SELECTED EXTRACT:
*-*-*
JANET LEIGH B. DALEY
DATE OF TRIAL COURT JUDGMENT:
TRIAL JUDGE:
COURT FROM WHICH APPEALED:
ATTORNEY FOR APPELLANT
ATTORNEY FOR APPELLEE:
NATURE OF THE CASE:
TRIAL COURT DISPOSITION:
DISPOSITION:
MOTION FOR REHEARING FILED:
CERTIORARI FILED:
MANDATE ISSUED:
APPELLEE
11/3/2003
HON. SEBE DALE, JR.
MARION COUNTY CHANCERY COURT
RENEE MCBRIDE PORTER
JOE DALE WALKER
CIVIL - DOMESTIC RELATIONS
JUDGMENT OF MODIFICATION AWARDING
PHYSICAL CUSTODY OF ONE OF THE MINOR
CHILDREN TO THE APPELLANT; FOUND THAT
APPELLANT WAS IN ARREARS IN CHILD
SUPPORT PAYMENTS AND ORDERED CHILD
SUPPORT PAYMENTS FOR THE MINOR CHILD
STILL IN CUSTODY OF THE APPELLEE.
REVERSED AND REMANDED-08/16/2005
BEFORE BRIDGES, P.J., CHANDLER, AND ISHEE, JJ.
ISHEE, J., FOR THE COURT:
¶1.
*-*-*
DATA PROVIDED:
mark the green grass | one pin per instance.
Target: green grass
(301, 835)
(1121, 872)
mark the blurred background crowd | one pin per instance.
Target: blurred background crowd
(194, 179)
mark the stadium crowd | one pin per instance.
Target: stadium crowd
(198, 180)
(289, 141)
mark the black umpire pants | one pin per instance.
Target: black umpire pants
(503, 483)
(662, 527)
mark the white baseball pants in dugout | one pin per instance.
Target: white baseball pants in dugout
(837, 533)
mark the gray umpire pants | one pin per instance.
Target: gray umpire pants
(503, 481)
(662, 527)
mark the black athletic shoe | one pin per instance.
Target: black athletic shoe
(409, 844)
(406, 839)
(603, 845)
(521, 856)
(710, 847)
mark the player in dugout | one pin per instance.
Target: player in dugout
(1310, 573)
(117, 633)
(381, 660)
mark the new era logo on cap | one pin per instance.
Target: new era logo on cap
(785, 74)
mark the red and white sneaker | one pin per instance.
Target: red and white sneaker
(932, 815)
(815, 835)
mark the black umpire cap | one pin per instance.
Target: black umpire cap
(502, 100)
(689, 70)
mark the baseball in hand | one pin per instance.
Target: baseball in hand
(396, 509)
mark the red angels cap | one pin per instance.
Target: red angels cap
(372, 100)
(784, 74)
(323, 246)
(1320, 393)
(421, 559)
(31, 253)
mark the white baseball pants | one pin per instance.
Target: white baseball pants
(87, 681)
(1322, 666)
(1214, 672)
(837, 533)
*-*-*
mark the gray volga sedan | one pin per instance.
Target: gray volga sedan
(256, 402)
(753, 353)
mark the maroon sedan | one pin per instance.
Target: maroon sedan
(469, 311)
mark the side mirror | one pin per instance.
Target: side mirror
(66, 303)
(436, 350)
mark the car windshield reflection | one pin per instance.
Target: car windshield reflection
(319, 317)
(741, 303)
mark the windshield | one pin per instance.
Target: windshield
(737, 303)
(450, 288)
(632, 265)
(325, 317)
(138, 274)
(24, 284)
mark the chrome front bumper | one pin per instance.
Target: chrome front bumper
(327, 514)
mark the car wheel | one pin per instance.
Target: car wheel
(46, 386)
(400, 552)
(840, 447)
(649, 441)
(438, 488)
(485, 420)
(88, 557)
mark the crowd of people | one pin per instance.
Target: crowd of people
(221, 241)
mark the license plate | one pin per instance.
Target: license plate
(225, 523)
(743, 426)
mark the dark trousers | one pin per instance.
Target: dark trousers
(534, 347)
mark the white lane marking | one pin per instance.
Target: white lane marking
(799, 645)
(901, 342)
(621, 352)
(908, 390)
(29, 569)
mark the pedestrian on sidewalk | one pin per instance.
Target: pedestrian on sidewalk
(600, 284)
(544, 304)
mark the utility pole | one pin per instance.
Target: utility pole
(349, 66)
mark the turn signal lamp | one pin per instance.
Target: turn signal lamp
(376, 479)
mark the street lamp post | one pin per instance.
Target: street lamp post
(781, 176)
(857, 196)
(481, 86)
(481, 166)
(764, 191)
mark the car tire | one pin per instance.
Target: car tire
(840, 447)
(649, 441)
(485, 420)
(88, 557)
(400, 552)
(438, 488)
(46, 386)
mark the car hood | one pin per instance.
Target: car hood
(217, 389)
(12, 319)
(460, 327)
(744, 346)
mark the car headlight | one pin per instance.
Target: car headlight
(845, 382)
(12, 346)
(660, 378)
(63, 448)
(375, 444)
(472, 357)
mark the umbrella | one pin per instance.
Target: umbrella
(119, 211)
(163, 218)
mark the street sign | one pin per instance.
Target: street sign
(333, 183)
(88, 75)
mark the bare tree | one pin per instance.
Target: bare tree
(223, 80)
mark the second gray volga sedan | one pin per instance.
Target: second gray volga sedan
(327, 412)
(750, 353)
*-*-*
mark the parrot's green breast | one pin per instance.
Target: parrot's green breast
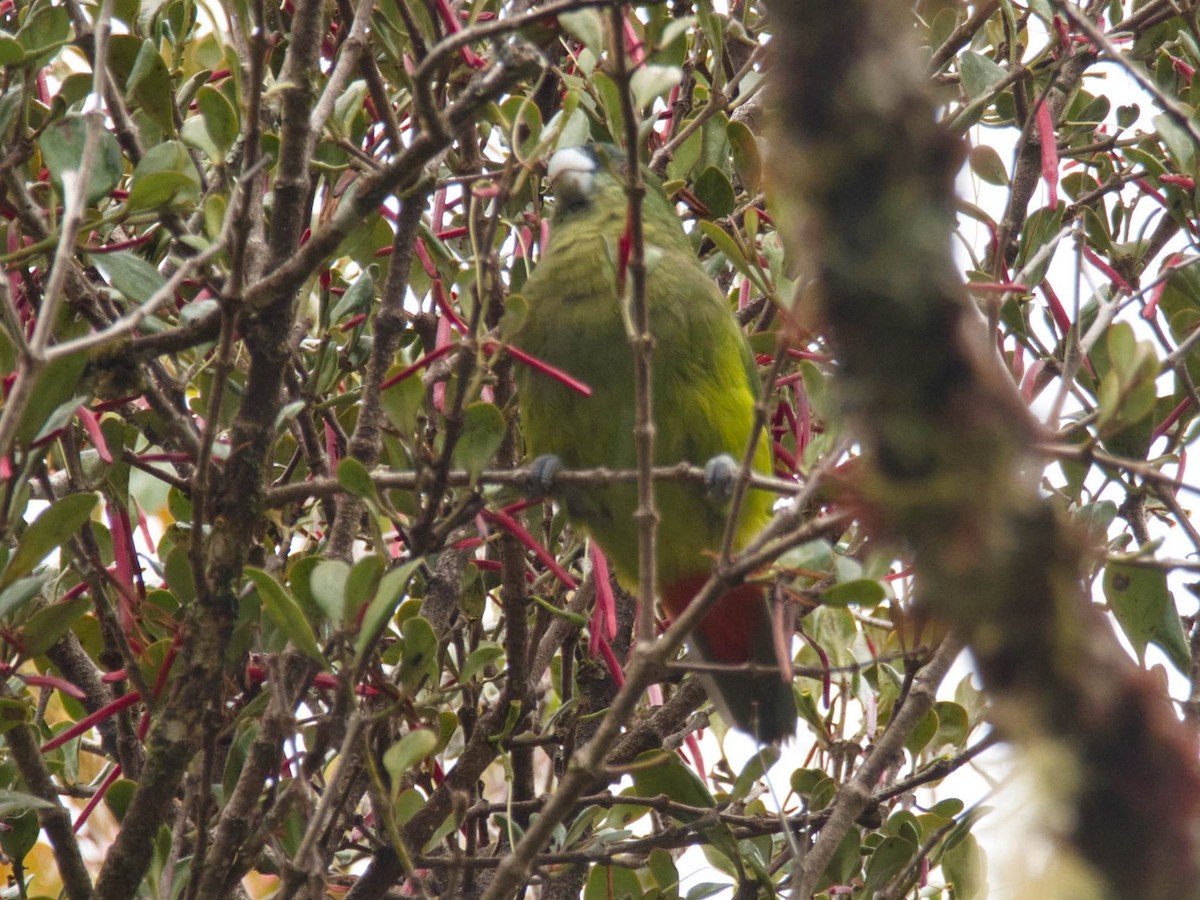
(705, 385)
*-*-*
WHAT YOU NEED TO DO:
Could you continue the custody appeal opinion, picking up right after its last line?

RESPONSE FOR THIS EXERCISE:
The chancellor modified the original child custody decree and awarded each parent custody of one
of their minor daughters. The chancellor also ordered the father to make monthly child support payments
and to pay a child support arrearage to the mother. The father appealed the chancellor’s decision arguing
that it was error to modify the original decree without creating a record. We agree and reverse and
remand.
STATEMENT OF FACTS
¶2.
Richard Daley (Father) and Janet Leigh B. Daley (Mother) were granted a divorce on the grounds
of irreconcilable differences in April 1995. In the decree, the chancellor adopted the agreed property
settlement and child custody agreement. The chancellor awarded primary custody of the couple’s two
minor daughters to Mother, and ordered Father to pay $325 per month to Mother as child support.
¶3.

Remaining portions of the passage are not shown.